- **What is asked**
List each line in the listing below that contains the string "white".

- **Entries provided**
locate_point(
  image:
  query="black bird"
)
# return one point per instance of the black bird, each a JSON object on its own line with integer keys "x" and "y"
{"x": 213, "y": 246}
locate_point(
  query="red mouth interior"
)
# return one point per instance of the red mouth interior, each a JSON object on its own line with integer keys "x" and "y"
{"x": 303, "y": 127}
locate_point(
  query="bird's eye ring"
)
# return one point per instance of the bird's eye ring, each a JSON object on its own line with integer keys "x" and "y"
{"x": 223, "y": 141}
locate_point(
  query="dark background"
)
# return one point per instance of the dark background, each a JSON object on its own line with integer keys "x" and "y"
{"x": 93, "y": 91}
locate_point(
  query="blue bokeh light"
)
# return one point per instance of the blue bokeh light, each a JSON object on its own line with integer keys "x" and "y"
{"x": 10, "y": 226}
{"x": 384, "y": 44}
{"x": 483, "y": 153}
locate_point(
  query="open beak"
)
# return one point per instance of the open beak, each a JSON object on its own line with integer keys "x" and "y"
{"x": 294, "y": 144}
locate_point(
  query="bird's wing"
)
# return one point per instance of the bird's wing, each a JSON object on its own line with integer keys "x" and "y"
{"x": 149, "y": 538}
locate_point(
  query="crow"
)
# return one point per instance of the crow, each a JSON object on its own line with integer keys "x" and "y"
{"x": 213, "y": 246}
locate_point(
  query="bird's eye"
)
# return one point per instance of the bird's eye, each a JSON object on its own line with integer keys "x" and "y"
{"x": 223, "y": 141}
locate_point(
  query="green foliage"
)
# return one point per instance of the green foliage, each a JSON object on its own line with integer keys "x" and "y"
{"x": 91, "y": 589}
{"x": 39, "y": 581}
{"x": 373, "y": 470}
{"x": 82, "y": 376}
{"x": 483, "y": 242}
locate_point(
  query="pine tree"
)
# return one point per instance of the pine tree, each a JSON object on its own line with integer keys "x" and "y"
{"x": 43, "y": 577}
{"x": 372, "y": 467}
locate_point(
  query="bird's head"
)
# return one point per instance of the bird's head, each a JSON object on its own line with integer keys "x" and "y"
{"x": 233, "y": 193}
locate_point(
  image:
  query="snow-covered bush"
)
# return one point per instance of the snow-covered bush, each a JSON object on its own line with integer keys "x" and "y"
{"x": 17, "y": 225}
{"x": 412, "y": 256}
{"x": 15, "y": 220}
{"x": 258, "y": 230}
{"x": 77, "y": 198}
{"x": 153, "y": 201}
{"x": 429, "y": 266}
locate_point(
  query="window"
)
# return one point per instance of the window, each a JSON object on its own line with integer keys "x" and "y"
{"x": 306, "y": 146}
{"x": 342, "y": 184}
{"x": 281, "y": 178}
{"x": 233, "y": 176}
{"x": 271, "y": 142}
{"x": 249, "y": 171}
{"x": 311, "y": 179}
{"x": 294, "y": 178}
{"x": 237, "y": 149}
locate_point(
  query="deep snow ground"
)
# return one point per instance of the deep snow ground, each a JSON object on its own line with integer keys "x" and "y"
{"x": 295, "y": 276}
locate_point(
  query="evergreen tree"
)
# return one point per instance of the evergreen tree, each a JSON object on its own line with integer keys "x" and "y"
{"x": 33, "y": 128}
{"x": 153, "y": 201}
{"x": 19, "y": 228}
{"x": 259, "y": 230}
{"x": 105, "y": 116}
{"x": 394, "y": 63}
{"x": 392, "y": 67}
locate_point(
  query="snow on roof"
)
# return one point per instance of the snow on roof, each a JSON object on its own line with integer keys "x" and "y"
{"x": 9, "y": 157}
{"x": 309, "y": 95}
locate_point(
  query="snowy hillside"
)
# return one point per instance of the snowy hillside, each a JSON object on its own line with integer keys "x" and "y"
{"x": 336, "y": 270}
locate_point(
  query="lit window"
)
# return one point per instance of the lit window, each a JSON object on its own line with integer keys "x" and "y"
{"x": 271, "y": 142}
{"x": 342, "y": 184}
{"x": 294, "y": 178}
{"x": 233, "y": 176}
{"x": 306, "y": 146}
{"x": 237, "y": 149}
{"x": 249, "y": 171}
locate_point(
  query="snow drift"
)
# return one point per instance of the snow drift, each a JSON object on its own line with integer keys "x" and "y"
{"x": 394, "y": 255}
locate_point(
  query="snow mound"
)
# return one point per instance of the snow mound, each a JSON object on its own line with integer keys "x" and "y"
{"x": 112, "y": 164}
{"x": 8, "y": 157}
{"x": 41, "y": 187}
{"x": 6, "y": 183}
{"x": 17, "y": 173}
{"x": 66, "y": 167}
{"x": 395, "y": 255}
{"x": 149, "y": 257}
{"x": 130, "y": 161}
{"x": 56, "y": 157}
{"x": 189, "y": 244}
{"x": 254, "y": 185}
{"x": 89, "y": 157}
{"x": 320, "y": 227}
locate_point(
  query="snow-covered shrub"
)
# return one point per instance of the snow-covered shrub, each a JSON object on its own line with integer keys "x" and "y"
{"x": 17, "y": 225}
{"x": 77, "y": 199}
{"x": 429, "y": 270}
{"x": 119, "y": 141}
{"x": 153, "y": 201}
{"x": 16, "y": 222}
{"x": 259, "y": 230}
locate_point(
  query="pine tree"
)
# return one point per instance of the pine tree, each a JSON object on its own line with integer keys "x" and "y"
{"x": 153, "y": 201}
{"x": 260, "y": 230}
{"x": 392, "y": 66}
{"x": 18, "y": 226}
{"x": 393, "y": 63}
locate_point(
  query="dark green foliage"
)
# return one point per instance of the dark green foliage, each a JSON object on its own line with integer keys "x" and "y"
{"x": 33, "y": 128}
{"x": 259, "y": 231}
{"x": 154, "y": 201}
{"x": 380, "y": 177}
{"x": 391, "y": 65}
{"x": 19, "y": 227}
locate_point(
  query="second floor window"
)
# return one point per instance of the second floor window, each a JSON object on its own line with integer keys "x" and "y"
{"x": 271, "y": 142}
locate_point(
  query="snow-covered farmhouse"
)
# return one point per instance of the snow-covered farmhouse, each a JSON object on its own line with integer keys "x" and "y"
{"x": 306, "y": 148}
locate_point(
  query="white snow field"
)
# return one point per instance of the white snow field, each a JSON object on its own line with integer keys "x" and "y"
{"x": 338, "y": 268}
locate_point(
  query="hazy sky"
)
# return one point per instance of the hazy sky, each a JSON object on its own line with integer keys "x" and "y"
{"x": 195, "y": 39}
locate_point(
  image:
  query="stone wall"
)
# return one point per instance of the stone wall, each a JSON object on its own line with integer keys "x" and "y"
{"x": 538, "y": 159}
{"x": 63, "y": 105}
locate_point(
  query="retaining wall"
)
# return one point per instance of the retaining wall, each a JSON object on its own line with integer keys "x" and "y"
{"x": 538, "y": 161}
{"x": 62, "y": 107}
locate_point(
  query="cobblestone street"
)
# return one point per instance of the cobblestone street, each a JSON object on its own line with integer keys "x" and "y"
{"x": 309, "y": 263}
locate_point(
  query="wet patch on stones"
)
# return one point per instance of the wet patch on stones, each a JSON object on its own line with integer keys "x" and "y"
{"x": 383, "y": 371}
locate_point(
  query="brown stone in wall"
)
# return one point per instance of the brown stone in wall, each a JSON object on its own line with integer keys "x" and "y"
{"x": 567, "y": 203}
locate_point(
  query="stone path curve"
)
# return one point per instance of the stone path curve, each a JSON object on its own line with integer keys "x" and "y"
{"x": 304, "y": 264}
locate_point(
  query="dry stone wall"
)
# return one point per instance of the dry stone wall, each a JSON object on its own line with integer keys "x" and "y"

- **Solution to the problem**
  query="white snow field"
# return one point per instance of the white snow field, each a JSON object on its own line with integer keys "x" and "y"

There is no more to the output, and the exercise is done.